**Objective**: Reproduce word for word the part of the records that opens with the line containing "Target: fruit bowl" and runs through the end of the records, leaving out any pictures.

**The records**:
----------------------------------------

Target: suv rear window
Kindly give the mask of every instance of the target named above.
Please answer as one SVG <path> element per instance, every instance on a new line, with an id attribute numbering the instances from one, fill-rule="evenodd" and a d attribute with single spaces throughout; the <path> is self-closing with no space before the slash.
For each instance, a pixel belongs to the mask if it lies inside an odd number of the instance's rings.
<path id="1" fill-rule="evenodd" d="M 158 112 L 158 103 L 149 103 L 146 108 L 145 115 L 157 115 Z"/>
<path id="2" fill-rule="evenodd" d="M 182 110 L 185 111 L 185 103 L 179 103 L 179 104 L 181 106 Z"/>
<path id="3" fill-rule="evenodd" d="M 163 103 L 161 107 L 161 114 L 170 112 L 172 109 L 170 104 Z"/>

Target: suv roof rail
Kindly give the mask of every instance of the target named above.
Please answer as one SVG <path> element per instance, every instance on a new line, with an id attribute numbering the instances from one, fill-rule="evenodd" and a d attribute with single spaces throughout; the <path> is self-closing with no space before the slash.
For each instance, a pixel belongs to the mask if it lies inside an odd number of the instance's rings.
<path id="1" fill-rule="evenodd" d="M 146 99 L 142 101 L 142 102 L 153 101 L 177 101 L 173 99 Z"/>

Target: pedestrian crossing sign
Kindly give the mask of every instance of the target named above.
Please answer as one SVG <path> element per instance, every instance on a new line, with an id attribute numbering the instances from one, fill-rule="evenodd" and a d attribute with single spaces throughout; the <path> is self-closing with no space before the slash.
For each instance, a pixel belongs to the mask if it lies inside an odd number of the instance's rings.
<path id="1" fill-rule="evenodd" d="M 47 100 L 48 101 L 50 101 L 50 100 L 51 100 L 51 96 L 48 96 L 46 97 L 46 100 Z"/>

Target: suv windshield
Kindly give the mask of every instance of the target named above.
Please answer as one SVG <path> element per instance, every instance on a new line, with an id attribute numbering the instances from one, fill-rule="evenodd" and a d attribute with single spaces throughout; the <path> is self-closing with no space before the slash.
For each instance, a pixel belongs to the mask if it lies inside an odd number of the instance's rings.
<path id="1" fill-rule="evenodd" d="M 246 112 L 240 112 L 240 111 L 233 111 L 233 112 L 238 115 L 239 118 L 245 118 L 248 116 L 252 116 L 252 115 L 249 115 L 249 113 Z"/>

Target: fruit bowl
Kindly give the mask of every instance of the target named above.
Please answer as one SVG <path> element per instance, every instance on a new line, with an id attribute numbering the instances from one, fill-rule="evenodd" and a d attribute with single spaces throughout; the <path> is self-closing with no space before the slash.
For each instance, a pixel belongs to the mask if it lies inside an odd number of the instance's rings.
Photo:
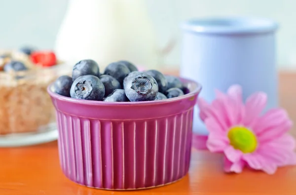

----------------------------------------

**Solution for this problem**:
Target: fruit bowl
Kindly give the mask of every instance of the target named above.
Please answer as one SVG <path> element per instance, every instance on a new line, with an id attribute numbering the instances from one, fill-rule="evenodd" and a d attribute with single spaces throughout; the <path> is self-closing with no space before the slash.
For each instance, a pixel belongs to the mask if it lies inside an odd number of the instance's rings.
Photo:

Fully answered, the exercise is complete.